WHAT NEEDS TO BE DONE: Return all the entries. Match them word for word.

Stored items:
BEGIN

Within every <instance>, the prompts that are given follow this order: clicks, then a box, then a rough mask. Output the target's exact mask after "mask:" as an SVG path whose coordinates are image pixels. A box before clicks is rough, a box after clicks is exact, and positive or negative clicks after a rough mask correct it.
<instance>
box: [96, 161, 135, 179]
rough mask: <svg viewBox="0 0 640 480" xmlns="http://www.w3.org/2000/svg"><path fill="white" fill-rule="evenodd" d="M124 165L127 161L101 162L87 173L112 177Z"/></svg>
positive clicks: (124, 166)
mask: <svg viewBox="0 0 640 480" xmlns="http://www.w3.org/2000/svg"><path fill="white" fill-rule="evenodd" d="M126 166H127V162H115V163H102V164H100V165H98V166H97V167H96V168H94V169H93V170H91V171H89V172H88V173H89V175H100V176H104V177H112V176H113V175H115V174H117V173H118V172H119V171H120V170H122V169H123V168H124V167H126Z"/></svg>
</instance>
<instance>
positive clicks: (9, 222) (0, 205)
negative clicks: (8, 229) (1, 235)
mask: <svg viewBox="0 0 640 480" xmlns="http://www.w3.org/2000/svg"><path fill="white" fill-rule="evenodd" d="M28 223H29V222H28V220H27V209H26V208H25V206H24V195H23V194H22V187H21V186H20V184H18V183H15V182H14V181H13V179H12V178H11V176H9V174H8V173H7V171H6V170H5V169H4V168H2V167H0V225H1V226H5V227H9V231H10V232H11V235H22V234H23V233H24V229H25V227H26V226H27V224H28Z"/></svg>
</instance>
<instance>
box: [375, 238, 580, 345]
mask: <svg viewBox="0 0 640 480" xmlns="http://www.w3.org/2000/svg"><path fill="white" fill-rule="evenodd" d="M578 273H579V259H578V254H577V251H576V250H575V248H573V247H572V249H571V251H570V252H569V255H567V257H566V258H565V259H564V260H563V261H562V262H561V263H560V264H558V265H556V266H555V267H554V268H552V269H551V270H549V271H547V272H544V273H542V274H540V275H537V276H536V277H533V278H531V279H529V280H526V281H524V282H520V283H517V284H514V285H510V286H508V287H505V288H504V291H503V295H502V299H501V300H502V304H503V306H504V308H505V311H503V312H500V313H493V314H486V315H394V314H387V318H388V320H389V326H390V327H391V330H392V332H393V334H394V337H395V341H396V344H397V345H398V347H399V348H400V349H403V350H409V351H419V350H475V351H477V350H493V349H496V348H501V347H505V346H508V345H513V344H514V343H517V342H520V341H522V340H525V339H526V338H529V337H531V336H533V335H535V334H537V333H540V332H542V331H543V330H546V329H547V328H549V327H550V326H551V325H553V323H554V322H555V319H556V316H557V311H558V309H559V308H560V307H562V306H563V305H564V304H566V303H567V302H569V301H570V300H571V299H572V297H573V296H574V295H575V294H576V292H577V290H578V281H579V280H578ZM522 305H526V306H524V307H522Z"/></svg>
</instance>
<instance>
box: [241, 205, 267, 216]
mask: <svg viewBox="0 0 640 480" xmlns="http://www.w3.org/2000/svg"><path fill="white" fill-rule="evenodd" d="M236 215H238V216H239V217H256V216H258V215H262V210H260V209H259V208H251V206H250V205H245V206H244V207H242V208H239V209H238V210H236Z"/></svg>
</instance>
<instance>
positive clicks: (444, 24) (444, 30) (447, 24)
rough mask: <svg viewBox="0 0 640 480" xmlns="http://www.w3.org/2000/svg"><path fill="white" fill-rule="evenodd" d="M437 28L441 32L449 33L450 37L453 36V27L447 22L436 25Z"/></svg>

END

EXPECTED ANSWER:
Within every <instance>, the prompts that are given follow this order: clicks, then a box, then a rough mask. Output the target's exact mask after "mask:" as an SVG path whose coordinates are image pixels. A box before clicks is rough, a box after clicks is exact, and positive or negative clicks after a rough mask correct it.
<instance>
box: [96, 161, 135, 179]
rough mask: <svg viewBox="0 0 640 480" xmlns="http://www.w3.org/2000/svg"><path fill="white" fill-rule="evenodd" d="M124 165L127 161L101 162L87 173L112 177Z"/></svg>
positive clicks: (124, 166)
mask: <svg viewBox="0 0 640 480" xmlns="http://www.w3.org/2000/svg"><path fill="white" fill-rule="evenodd" d="M126 166H127V162H115V163H102V164H100V165H98V166H97V167H96V168H94V169H93V170H91V171H89V172H88V173H89V175H100V176H104V177H112V176H113V175H115V174H117V173H118V172H119V171H120V170H122V169H123V168H124V167H126Z"/></svg>
</instance>
<instance>
positive clicks: (9, 222) (0, 205)
negative clicks: (8, 229) (1, 235)
mask: <svg viewBox="0 0 640 480" xmlns="http://www.w3.org/2000/svg"><path fill="white" fill-rule="evenodd" d="M28 223H29V222H28V220H27V209H26V208H25V206H24V195H23V194H22V187H21V186H20V184H18V183H15V182H14V181H13V179H12V178H11V176H9V174H8V173H7V171H6V170H5V169H4V168H2V167H0V225H1V226H5V227H9V231H10V232H11V235H22V234H23V233H24V229H25V227H26V226H27V224H28Z"/></svg>
</instance>
<instance>
box: [375, 238, 580, 345]
mask: <svg viewBox="0 0 640 480" xmlns="http://www.w3.org/2000/svg"><path fill="white" fill-rule="evenodd" d="M578 273H579V259H578V254H577V251H576V250H575V248H573V247H572V249H571V251H570V252H569V255H567V257H566V258H565V259H564V260H563V261H562V262H561V263H560V264H558V265H556V266H555V267H554V268H552V269H551V270H549V271H547V272H544V273H542V274H540V275H537V276H536V277H533V278H531V279H529V280H526V281H524V282H520V283H517V284H514V285H510V286H508V287H505V288H504V291H503V295H502V299H501V300H502V304H503V306H504V308H505V311H503V312H500V313H493V314H486V315H394V314H387V318H388V320H389V326H390V327H391V330H392V332H393V334H394V337H395V341H396V344H397V345H398V347H399V348H400V349H403V350H409V351H419V350H475V351H477V350H493V349H496V348H501V347H505V346H508V345H513V344H514V343H517V342H520V341H522V340H525V339H526V338H529V337H531V336H533V335H535V334H537V333H540V332H542V331H543V330H546V329H547V328H549V327H550V326H551V325H553V323H554V322H555V319H556V316H557V311H558V309H559V308H560V307H562V306H563V305H564V304H566V303H567V302H569V301H570V300H571V299H572V297H573V296H574V295H575V294H576V292H577V290H578V281H579V280H578ZM522 305H526V306H524V307H522Z"/></svg>
</instance>
<instance>
box: [241, 205, 267, 216]
mask: <svg viewBox="0 0 640 480" xmlns="http://www.w3.org/2000/svg"><path fill="white" fill-rule="evenodd" d="M236 215H238V216H239V217H256V216H258V215H262V210H260V209H259V208H251V206H250V205H245V206H244V207H242V208H239V209H238V210H236Z"/></svg>
</instance>
<instance>
positive clicks: (444, 24) (444, 30) (447, 24)
rough mask: <svg viewBox="0 0 640 480" xmlns="http://www.w3.org/2000/svg"><path fill="white" fill-rule="evenodd" d="M437 28L441 32L449 33L450 37L453 36V27L447 22L436 25Z"/></svg>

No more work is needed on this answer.